--- Extrait du document ---

L’UE devrait réexaminer son financement du contrôle des frontières libanaises, et accroître sa surveillance du respect des droits humains

Un bateau et un navire de la Marine libanaise patrouillaient en mer Méditerranée au large de Tripoli, ville côtière du nord-ouest du Liban, le 24 avril 2022, à la recherche de survivants après le naufrage d’une embarcation transportant des migrants. © 2022 Chine Nouvelle/SIPA/Shutterstock

(Beyrouth) – Les Forces armées libanaises et les autorités chypriotes agissent de concert pour empêcher des réfugiés syriens d’atteindre l’Europe, puis les renvoient vers la Syrie où ils courent de graves dangers, a déclaré Human Rights Watch dans un rapport rendu public aujourd’hui.

Ce rapport de 90 pages, intitulé « “I Can’t Go Home, Stay Here, or Leave”: Pushbacks and Pullbacks of Syrian Refugees from Cyprus and Lebanon » (« “Je ne peux ni rentrer chez moi, ni rester ici, ni partir” : Des réfugiés syriens refoulés par Chypre et expulsés par le Liban »), explique pourquoi des Syriens réfugiés au Liban cherchent désespérément à rejoindre l’Europe, et comment l’armée libanaise les en empêche, puis les renvoie sommairement en Syrie. Parallèlement, les garde-côtes chypriotes et d’autres forces de sécurité de ce pays ont renvoyé au Liban des Syriens dont les embarcations avaient atteint Chypre, sans prise en considération de leur statut de réfugié ni des risques qu’ils soient par la suite renvoyés en Syrie. De fait, de nombreuses personnes renvoyées au Liban par les autorités chypriotes ont été immédiatement expulsées vers la Syrie par l’armée libanaise.

---

- **Consigne écrite**:
Répondez aux questions suivantes à l'aide de l'extrait ci-dessus.
1. Quelle organisation a rendu public le rapport ?
2. Combien de pages compte ce rapport ?
3. À quelle date des navires de la Marine libanaise patrouillaient-ils au large de Tripoli ?

--- Données recueillies ---

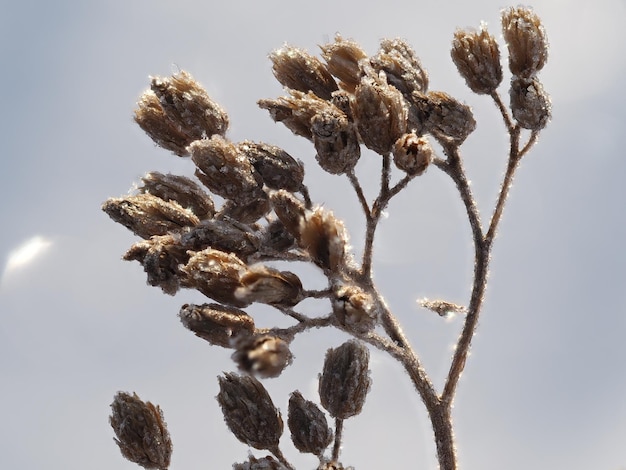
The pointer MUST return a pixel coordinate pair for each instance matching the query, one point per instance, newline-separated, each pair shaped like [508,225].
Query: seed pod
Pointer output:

---

- **Réponse complète**:
1. Human Rights Watch.
2. 90 pages.
3. Le 24 avril 2022.